Patent Application
20070298992
A better understanding of the present invention will be had upon reference to the following description in conjunction with the accompanying drawings in which like numerals refer to like parts throughout the several views and wherein:
Various formulations were provided for purposes of illustrating the invention. It should be understood that these examples are for illustrative purposes only and are not to be constructed as limiting the scope of the invention in any manner.
A preferred embodiment of the wheel and tire cleaning composition includes a water softening ion chelating agents such as ethylenediaminetetraacetic acid (“EDTA”) such as sold by the trade name VERSENE 100 (tetrasodium ethylenediaminetetraacetate) by Dow Chemical Company. The chelating agent is sometimes referred to as water conditioners or sequestering agents and are designed to provide effective control of trace metal ions which can hinder the effectiveness of cleaning products for metal ions can reduce the effectiveness of anionic surfactants by forming salts that may be insoluble. The metal ions may also combine with soils to form less dispersible residues that adhere to the surface being cleaned. They promote dissolution of scale, stone, and scum from surfaces.
It may be used to aid in the removal of insoluble deposits of calcium and magnesium soaps and/or as a scouring agent. Moreover a number of salts of EDTA sometimes referred to as edetates are available such as calcium disodium, disodium edetates, tetrasodium, trisodium sodium ferric, dihydrogen ferrous and other disodium salts containing magnesium, cobalt manganese, copper, zinc, and nickel.
The present invention provides the EDTA as an effective, inexpensive scale dissolver that is particularly effective at dissolving sulfate scales such as alkaline earth metal sulfate scales. Furthermore, the dissolver compositions of the invention are relatively easy to use.
The chelating agent should be present in: the composition at a level of from about 0.01 to 20% by weight, and more preferably from about 0.1 to 10% by weight, and more preferably from 1.0 to 8.0% by weight, and more prerferably from 2 to 6% by weight based on the total weight of the composition taken as 100% by weight. One example utilizes 4.0 percent by weight based on the total weight of the composition.

- [Stated goal 1]: Translate this sentence from the patent text on wheel and tire cleaning into Spanish: "Furthermore, the dissolver compositions of the invention are relatively easy to use."

- [Entries shown]:

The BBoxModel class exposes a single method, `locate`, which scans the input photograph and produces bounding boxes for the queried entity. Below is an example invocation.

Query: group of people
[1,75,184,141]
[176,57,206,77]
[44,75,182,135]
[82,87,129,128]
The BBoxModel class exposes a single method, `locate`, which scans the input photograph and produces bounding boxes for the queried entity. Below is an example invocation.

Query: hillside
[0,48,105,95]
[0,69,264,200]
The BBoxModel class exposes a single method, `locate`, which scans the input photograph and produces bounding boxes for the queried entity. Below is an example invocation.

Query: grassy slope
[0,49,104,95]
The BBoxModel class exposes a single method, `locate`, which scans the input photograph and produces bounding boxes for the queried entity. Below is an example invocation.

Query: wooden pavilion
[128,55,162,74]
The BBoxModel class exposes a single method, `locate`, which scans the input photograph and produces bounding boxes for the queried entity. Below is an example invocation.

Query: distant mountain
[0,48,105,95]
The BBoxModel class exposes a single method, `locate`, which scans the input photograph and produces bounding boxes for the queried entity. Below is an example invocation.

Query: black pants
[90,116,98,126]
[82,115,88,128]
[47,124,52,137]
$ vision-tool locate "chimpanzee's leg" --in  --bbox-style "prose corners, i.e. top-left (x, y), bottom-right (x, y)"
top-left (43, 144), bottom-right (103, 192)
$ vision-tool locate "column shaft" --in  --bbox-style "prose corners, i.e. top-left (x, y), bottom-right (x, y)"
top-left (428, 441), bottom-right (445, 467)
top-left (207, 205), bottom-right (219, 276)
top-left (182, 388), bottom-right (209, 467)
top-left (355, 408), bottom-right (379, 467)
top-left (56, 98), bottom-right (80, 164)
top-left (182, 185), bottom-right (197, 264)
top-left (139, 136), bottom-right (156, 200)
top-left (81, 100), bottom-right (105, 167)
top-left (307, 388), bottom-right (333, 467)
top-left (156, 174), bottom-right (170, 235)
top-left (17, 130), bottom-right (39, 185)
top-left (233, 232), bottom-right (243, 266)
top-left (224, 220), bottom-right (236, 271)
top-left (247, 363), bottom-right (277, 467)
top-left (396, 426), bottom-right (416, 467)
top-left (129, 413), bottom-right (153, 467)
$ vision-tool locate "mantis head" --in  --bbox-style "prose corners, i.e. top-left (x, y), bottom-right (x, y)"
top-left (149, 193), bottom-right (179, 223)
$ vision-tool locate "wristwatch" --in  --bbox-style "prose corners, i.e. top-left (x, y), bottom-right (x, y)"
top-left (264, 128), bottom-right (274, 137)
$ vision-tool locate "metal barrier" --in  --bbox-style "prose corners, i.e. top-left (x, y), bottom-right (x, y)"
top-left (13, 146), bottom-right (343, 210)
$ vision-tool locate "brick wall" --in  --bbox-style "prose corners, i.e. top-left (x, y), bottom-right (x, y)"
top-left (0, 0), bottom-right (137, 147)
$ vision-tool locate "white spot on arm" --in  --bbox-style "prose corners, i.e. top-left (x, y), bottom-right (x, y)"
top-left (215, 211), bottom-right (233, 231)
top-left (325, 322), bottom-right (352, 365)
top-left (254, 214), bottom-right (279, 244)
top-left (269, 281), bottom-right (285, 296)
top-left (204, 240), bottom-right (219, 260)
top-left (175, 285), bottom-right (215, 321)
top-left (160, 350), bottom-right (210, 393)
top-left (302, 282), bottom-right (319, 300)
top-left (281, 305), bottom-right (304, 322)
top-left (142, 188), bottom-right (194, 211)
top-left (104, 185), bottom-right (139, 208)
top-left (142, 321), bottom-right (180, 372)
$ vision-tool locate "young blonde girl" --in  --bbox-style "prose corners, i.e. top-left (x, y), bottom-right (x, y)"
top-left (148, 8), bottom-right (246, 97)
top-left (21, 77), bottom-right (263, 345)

- [Stated goal 2]: Retype the entries from their first line up to and including the line that contains "[128,55,162,74]".

- [Task solution 1]: Además, las composiciones disolventes de la invención son relativamente fáciles de usar.

- [Task solution 2]:
The BBoxModel class exposes a single method, `locate`, which scans the input photograph and produces bounding boxes for the queried entity. Below is an example invocation.

Query: group of people
[1,75,184,141]
[176,57,206,77]
[44,75,182,135]
[82,87,129,128]
The BBoxModel class exposes a single method, `locate`, which scans the input photograph and produces bounding boxes for the queried entity. Below is an example invocation.

Query: hillside
[0,48,105,95]
[0,69,264,200]
The BBoxModel class exposes a single method, `locate`, which scans the input photograph and produces bounding boxes for the queried entity. Below is an example invocation.

Query: grassy slope
[0,49,104,95]
The BBoxModel class exposes a single method, `locate`, which scans the input photograph and produces bounding boxes for the queried entity. Below is an example invocation.

Query: wooden pavilion
[128,55,162,74]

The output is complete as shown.